───── Supplied material
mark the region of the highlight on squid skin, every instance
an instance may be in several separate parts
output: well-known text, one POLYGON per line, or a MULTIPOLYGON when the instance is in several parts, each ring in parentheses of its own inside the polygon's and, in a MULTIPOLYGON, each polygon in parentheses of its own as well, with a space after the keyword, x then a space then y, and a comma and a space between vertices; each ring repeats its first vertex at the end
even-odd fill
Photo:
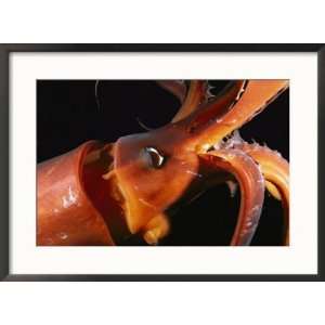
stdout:
POLYGON ((288 88, 39 80, 37 245, 288 246, 288 88))

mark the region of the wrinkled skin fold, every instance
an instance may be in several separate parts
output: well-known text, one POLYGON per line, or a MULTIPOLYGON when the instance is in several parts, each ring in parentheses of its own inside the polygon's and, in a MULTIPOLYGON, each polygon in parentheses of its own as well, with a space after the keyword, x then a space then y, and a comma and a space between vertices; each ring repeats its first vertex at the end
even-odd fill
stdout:
POLYGON ((135 234, 158 244, 170 232, 170 207, 227 181, 240 190, 230 245, 250 244, 265 190, 283 204, 289 245, 288 162, 236 132, 288 81, 238 80, 217 96, 206 80, 158 83, 181 103, 170 123, 112 144, 88 142, 38 166, 38 245, 119 245, 135 234))

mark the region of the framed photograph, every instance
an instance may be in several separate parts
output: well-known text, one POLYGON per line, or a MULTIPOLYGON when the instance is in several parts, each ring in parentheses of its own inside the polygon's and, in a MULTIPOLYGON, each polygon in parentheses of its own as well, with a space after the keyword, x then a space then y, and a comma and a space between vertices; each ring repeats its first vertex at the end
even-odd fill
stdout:
POLYGON ((324 281, 323 44, 2 44, 0 78, 1 278, 324 281))

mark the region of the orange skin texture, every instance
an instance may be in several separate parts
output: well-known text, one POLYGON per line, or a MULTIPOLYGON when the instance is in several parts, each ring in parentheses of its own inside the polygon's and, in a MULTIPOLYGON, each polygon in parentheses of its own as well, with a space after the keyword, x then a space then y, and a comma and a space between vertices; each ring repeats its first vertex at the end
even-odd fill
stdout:
POLYGON ((250 244, 266 186, 283 202, 288 245, 288 162, 270 150, 222 140, 266 107, 287 80, 239 80, 212 101, 202 80, 191 83, 186 96, 181 83, 162 86, 183 99, 181 109, 171 123, 112 144, 109 169, 84 167, 88 153, 103 150, 95 142, 39 166, 38 245, 115 245, 132 234, 157 244, 169 233, 171 207, 233 179, 242 199, 230 244, 250 244), (157 150, 159 166, 147 148, 157 150))
POLYGON ((87 142, 38 166, 38 245, 114 245, 82 184, 82 161, 98 146, 87 142))

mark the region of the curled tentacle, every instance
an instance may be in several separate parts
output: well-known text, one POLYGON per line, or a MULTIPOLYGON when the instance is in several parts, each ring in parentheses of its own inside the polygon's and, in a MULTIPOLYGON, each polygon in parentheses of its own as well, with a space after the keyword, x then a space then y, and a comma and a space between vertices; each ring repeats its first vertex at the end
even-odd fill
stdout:
POLYGON ((240 208, 231 245, 249 245, 264 199, 264 179, 259 166, 239 150, 220 150, 199 155, 206 164, 232 173, 240 187, 240 208))
POLYGON ((284 244, 289 245, 289 164, 280 153, 258 144, 243 143, 239 148, 261 167, 265 186, 273 197, 281 199, 285 216, 284 244))
POLYGON ((199 109, 192 117, 190 125, 196 151, 205 152, 207 146, 219 143, 224 136, 240 128, 262 112, 287 87, 288 80, 249 80, 222 116, 216 118, 213 102, 205 109, 199 109), (204 118, 202 122, 207 114, 210 119, 204 118))

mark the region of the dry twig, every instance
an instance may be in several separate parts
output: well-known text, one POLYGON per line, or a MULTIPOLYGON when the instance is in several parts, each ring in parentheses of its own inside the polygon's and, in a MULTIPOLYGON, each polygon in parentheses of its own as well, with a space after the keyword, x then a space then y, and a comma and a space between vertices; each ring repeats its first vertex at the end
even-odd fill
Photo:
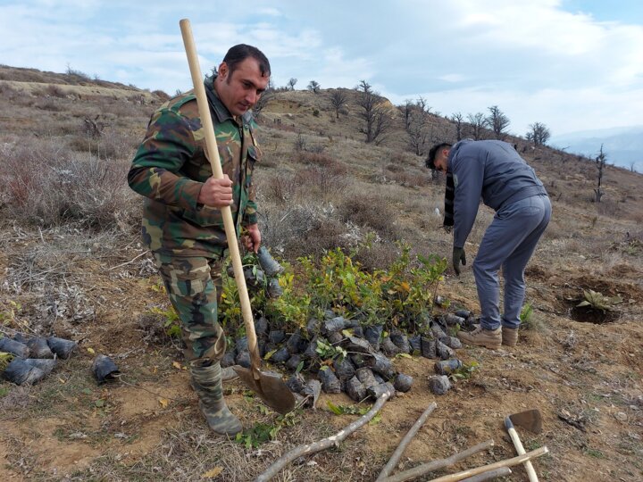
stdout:
POLYGON ((438 404, 435 402, 431 403, 431 404, 427 407, 424 412, 420 415, 420 418, 417 420, 415 424, 411 428, 411 429, 406 433, 405 437, 399 443, 399 445, 397 445, 397 448, 393 453, 393 455, 391 455, 391 458, 388 459, 388 461, 384 466, 384 469, 382 469, 381 472, 380 472, 380 475, 378 476, 375 482, 383 480, 390 475, 395 466, 397 465, 397 461, 402 456, 402 453, 404 453, 404 451, 406 449, 406 446, 409 445, 413 437, 415 436, 417 431, 422 428, 422 426, 424 425, 424 422, 429 418, 429 415, 433 412, 437 406, 438 404))
POLYGON ((447 457, 446 459, 440 459, 438 461, 422 463, 422 465, 418 465, 417 467, 413 467, 413 469, 409 469, 408 470, 405 470, 404 472, 399 472, 394 476, 382 479, 382 482, 403 482, 404 480, 411 480, 412 478, 415 478, 416 477, 420 477, 429 472, 433 472, 439 469, 444 469, 445 467, 453 465, 462 461, 463 459, 466 459, 470 455, 473 455, 474 453, 486 450, 489 447, 492 447, 493 445, 493 440, 487 440, 486 442, 482 442, 481 444, 473 445, 472 447, 468 448, 465 451, 454 453, 453 455, 451 455, 450 457, 447 457))
POLYGON ((288 463, 303 455, 315 453, 322 450, 331 447, 332 445, 337 445, 339 442, 344 440, 350 434, 368 423, 369 420, 371 420, 371 419, 372 419, 377 414, 377 412, 380 411, 384 403, 393 394, 391 394, 391 392, 386 392, 385 394, 380 395, 380 398, 377 399, 377 402, 375 402, 373 406, 371 408, 371 410, 368 411, 368 412, 357 419, 355 421, 348 424, 346 428, 339 430, 334 436, 322 438, 322 440, 314 442, 313 444, 298 445, 294 449, 290 450, 289 452, 284 453, 279 459, 277 459, 272 463, 272 465, 271 465, 270 467, 268 467, 268 469, 263 470, 263 472, 259 474, 259 476, 255 479, 255 482, 266 482, 270 480, 271 478, 275 477, 279 473, 279 471, 281 470, 281 469, 283 469, 288 463))

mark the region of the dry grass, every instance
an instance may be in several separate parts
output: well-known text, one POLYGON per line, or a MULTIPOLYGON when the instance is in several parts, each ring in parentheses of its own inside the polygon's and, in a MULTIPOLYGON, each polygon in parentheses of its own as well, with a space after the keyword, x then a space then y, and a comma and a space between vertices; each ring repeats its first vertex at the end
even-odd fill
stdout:
POLYGON ((74 154, 56 141, 4 145, 3 154, 1 195, 12 200, 13 219, 44 227, 71 221, 112 229, 133 217, 129 162, 74 154))

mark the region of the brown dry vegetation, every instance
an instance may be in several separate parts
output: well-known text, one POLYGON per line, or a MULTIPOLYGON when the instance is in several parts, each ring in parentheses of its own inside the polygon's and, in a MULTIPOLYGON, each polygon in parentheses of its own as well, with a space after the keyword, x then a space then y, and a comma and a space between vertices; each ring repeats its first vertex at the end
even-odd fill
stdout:
MULTIPOLYGON (((325 410, 325 400, 349 404, 347 398, 322 396, 320 409, 296 412, 258 449, 208 433, 186 370, 173 364, 181 361, 180 347, 151 313, 167 309, 167 301, 138 241, 140 199, 125 181, 163 96, 68 77, 0 68, 0 327, 80 344, 76 357, 34 386, 0 383, 2 479, 196 480, 221 467, 221 480, 249 480, 295 445, 353 420, 325 410), (88 128, 91 121, 97 129, 88 128), (89 348, 114 359, 120 383, 96 384, 89 348)), ((399 239, 416 253, 447 255, 451 239, 434 213, 442 209, 443 179, 432 180, 423 160, 405 152, 401 118, 380 145, 364 145, 355 94, 347 94, 339 120, 324 91, 279 93, 263 112, 265 161, 256 178, 266 244, 293 261, 355 246, 374 233, 372 250, 360 254, 368 268, 388 266, 399 239)), ((437 116, 430 129, 431 140, 455 135, 437 116)), ((554 204, 528 268, 534 314, 518 347, 459 350, 480 368, 440 397, 427 387, 432 362, 397 361, 415 378, 413 390, 388 403, 378 424, 298 461, 278 480, 373 480, 434 400, 438 409, 405 453, 404 468, 489 438, 493 450, 448 472, 509 458, 504 417, 539 408, 543 433, 521 435, 528 449, 550 450, 534 462, 542 480, 640 480, 643 177, 608 167, 604 202, 594 204, 592 162, 512 142, 554 204), (581 312, 575 305, 583 289, 623 303, 606 317, 581 312)), ((491 216, 480 209, 470 259, 491 216)), ((447 273, 439 294, 452 306, 478 310, 469 270, 460 278, 447 273)), ((246 427, 274 423, 239 384, 227 393, 246 427)), ((505 478, 524 479, 522 468, 505 478)))

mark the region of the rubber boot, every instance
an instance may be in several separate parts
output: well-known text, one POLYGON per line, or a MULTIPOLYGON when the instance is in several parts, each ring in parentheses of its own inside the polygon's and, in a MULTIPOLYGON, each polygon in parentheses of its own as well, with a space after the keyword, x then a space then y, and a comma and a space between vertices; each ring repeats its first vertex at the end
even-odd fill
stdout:
POLYGON ((199 359, 190 362, 192 387, 199 397, 199 409, 210 428, 219 435, 234 436, 243 427, 223 400, 221 369, 218 362, 199 359))
POLYGON ((497 350, 502 345, 502 331, 500 327, 496 329, 485 329, 478 326, 473 331, 458 331, 458 338, 466 345, 497 350))
POLYGON ((518 343, 518 328, 503 327, 503 345, 515 346, 518 343))

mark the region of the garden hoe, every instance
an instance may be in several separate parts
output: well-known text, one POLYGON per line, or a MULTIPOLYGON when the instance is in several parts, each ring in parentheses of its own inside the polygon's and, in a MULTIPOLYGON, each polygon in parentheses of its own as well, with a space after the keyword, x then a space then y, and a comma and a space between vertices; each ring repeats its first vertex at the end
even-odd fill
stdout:
MULTIPOLYGON (((196 47, 192 37, 192 28, 188 19, 184 19, 179 23, 188 55, 190 74, 192 75, 199 116, 201 117, 201 122, 205 134, 207 157, 212 166, 213 174, 215 178, 221 179, 223 178, 223 170, 221 170, 221 158, 219 157, 219 150, 217 149, 214 126, 210 114, 210 106, 208 105, 205 96, 205 87, 204 87, 203 78, 201 77, 201 69, 198 63, 198 57, 196 56, 196 47)), ((241 302, 241 313, 243 315, 244 324, 246 325, 248 349, 250 350, 250 369, 235 366, 234 370, 248 388, 257 394, 269 407, 280 413, 285 414, 295 408, 295 395, 279 374, 262 372, 259 370, 261 358, 259 356, 256 334, 255 333, 255 320, 252 314, 247 287, 246 287, 246 278, 243 274, 243 265, 241 264, 241 256, 239 254, 235 225, 232 220, 232 212, 230 206, 222 207, 221 211, 223 217, 226 237, 228 239, 228 249, 230 250, 230 258, 232 259, 235 280, 237 281, 237 288, 241 302)))
MULTIPOLYGON (((514 428, 514 425, 522 427, 522 428, 527 428, 530 432, 534 432, 536 434, 540 433, 542 430, 542 417, 540 416, 540 411, 539 411, 538 409, 527 410, 519 413, 514 413, 505 419, 505 428, 509 433, 512 442, 514 442, 514 446, 515 447, 518 455, 523 455, 525 453, 525 449, 522 446, 520 437, 518 436, 518 432, 516 432, 516 429, 514 428)), ((525 467, 525 470, 527 470, 530 482, 538 482, 538 476, 536 475, 536 470, 534 470, 533 465, 531 465, 531 461, 527 461, 523 465, 525 467)))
──────────
Exercise details ▸ Update the material starting with its first line and going on through the line with "POLYGON ((288 88, 39", replacing "squid skin" with "octopus skin" and keeping everything else the same. Leave the pictures out of your answer.

Task answer ▸
mark the region of the highlight on octopus skin, every instance
an instance may be in several separate parts
output: well-known text, one POLYGON per line, or a MULTIPOLYGON when the instance is in several parts, each ring in parentheses of its own inside the polygon's and, in a MULTIPOLYGON, each polygon in parentheses of its own as well, with a space after the keyword, x then a space then y, and a comma and a space between vertices; each ring repeats its first vertex at the end
even-odd fill
Photo:
stdout:
POLYGON ((288 88, 39 80, 37 245, 288 246, 288 88))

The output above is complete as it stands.